══ Records for the exercise
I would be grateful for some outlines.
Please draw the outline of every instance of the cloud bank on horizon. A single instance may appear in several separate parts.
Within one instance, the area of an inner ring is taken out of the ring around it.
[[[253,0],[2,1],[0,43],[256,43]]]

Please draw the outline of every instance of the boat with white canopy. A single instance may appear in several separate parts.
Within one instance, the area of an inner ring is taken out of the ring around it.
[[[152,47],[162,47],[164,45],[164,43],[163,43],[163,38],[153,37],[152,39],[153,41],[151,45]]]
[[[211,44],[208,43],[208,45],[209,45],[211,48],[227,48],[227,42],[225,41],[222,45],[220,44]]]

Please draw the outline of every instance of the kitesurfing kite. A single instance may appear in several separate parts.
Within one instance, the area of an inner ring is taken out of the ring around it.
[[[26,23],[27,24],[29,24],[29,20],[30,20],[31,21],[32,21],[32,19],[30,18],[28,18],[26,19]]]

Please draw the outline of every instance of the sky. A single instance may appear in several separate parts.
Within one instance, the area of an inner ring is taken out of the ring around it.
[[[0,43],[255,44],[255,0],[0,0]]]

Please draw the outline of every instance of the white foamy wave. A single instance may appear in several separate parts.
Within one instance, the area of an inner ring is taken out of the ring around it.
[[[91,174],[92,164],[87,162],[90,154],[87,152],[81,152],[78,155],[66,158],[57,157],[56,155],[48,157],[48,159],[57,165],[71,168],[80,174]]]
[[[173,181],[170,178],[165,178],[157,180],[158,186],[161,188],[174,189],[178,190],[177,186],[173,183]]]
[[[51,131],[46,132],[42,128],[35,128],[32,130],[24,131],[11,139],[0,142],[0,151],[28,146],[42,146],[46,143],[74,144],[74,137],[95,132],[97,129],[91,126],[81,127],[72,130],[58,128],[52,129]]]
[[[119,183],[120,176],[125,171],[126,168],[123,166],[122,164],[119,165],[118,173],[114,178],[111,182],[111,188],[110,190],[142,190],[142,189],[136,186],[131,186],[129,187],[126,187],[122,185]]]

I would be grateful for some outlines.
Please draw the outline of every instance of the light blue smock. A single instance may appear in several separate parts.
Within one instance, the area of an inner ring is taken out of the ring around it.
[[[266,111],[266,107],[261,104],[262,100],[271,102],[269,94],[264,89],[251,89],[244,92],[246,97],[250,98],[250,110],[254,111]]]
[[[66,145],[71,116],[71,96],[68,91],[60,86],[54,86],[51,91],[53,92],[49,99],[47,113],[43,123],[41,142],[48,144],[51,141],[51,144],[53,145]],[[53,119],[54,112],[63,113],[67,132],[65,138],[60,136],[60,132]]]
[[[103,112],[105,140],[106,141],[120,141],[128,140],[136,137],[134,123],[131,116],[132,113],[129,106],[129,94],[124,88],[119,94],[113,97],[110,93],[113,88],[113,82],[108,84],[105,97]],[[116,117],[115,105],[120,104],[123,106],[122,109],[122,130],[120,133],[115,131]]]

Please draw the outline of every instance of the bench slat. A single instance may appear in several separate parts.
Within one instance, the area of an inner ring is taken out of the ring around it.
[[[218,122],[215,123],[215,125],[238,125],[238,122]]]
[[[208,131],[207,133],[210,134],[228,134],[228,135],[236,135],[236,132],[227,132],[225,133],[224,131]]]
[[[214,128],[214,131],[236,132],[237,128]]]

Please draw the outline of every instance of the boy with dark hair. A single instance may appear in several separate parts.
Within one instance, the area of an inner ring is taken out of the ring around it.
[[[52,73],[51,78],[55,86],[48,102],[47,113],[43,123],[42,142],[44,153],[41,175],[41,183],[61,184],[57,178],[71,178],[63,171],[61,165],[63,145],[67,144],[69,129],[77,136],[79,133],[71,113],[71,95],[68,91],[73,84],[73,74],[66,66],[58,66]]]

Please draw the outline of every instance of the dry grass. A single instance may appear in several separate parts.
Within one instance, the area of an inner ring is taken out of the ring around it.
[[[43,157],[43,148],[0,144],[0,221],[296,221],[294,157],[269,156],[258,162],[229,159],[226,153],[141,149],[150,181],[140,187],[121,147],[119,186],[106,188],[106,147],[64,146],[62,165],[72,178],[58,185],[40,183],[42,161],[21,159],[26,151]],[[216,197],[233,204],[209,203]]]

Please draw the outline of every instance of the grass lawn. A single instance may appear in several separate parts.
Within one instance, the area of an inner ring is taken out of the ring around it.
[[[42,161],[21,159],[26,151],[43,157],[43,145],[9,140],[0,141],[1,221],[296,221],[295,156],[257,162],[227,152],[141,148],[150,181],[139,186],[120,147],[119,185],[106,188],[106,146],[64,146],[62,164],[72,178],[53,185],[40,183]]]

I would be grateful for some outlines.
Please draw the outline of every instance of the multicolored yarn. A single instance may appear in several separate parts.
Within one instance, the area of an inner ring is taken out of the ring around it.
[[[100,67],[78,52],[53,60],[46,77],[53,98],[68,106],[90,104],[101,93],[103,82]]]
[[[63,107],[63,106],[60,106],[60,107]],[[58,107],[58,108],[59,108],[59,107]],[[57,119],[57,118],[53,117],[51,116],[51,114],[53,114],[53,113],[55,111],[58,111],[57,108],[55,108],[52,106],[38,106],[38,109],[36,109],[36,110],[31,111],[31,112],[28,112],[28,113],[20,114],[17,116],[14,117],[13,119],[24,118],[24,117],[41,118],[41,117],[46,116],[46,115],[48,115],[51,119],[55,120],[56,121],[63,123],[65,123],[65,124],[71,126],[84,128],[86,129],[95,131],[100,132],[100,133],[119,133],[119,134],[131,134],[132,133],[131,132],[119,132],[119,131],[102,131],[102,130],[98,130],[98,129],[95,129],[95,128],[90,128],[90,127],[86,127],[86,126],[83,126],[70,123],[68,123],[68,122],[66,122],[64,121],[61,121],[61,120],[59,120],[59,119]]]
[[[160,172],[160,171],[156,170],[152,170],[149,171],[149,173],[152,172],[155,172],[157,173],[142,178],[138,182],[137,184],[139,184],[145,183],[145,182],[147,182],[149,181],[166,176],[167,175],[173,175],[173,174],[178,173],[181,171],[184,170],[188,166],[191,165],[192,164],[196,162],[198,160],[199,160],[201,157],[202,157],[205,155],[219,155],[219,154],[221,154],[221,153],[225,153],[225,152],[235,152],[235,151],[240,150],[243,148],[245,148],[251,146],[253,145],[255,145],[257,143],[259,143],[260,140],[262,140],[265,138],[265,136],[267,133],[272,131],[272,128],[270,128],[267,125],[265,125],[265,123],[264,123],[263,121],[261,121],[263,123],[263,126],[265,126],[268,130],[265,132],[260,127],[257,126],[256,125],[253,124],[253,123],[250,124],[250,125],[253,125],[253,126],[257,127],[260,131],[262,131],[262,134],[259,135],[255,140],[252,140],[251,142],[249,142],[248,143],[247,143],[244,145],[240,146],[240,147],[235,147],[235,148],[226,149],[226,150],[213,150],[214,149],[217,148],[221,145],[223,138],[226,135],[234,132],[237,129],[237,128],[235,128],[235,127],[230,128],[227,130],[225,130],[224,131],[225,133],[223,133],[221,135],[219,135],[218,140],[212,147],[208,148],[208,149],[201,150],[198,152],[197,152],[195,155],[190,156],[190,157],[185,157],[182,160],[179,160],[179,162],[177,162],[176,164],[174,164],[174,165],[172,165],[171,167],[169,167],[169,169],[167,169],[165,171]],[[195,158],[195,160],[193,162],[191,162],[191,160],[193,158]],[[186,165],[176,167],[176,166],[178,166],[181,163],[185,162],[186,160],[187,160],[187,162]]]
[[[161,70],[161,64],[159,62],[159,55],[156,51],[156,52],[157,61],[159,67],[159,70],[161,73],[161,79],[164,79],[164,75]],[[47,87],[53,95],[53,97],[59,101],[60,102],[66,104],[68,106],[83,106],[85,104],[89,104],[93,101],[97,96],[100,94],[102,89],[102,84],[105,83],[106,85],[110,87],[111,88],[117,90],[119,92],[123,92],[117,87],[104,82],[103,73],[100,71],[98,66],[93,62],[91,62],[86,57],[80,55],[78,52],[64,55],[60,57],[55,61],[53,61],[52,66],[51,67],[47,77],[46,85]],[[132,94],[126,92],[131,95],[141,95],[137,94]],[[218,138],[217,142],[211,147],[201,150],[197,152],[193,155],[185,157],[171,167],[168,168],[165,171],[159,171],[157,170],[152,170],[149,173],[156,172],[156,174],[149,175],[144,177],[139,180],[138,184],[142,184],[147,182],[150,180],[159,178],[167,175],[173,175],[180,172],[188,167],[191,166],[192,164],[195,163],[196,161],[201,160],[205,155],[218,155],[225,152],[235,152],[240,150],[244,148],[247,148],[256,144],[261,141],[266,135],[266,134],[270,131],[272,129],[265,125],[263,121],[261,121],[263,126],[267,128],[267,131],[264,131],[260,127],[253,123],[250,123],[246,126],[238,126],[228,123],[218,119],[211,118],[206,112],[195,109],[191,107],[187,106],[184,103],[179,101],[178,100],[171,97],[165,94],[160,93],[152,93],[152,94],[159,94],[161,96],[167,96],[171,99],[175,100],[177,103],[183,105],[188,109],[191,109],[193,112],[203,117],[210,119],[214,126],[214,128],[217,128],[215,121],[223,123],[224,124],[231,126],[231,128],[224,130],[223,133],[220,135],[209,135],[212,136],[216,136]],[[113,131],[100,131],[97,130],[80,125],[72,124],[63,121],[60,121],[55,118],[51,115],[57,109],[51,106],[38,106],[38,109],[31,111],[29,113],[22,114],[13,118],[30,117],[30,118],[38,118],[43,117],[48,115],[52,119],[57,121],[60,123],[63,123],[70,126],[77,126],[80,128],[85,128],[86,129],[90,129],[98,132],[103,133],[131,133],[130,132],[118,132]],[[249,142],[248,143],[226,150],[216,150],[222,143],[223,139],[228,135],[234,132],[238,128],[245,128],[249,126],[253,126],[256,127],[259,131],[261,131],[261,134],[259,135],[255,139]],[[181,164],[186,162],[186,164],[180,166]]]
════
◆ Goal:
Render the lines from the very first one through the line containing "[[[253,0],[2,1],[0,43],[256,43]]]" as a numbered list, leaving out any blank lines.

◆ Result:
1. I would be grateful for some outlines.
2. Please draw the outline of every instance of the cloud bank on horizon. A single instance may appear in several separate parts.
3. Within one instance, the area of an inner ring is taken out of the ring around it.
4. [[[253,0],[2,1],[0,43],[256,43]]]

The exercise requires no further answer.